From the entries that follow, report every line in which "each" occurs.

****************

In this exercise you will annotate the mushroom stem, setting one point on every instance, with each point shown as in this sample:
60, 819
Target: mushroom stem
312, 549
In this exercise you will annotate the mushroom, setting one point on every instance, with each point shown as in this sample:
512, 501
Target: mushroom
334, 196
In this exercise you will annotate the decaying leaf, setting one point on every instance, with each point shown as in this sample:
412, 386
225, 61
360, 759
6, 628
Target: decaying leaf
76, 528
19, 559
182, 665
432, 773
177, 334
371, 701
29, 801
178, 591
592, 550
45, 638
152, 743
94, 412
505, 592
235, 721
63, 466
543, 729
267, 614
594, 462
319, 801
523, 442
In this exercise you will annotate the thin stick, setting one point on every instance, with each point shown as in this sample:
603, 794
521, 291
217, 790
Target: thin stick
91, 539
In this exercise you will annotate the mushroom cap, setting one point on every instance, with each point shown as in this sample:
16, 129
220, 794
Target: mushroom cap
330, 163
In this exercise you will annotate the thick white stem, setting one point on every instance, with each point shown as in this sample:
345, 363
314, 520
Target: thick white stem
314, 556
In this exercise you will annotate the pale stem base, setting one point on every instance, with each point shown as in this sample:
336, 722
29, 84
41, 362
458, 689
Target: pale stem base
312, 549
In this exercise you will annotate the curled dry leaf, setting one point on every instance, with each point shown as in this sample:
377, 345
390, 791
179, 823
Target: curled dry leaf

****************

*Result of the exercise*.
In this exercise you will annotate the mushroom stem, setting one point on every instance, with each point shown as in this sample:
In this exercise you will annotate the mushroom, setting one point on every instance, with each point shown as in this sample:
In this exercise you will annotate the decaying leaf, setting one point on every instance, with each point shown as in this sample:
In this exercise you will annotate the thin stick, setting one point on every instance, with each point shown as in this sample:
In this exercise you will annotate the mushroom cap, setting one point on every instance, with each point shown as in this sample:
In this exercise you will annotate the thick white stem, setting one point on every instance, with each point shown as in this sample:
In this exercise you will annotate the pale stem base, setting one point on every instance, with each point shown as in this sample:
In this exercise you will annotate the curled dry leaf, setting one point on every instance, with each point shown as in this sample:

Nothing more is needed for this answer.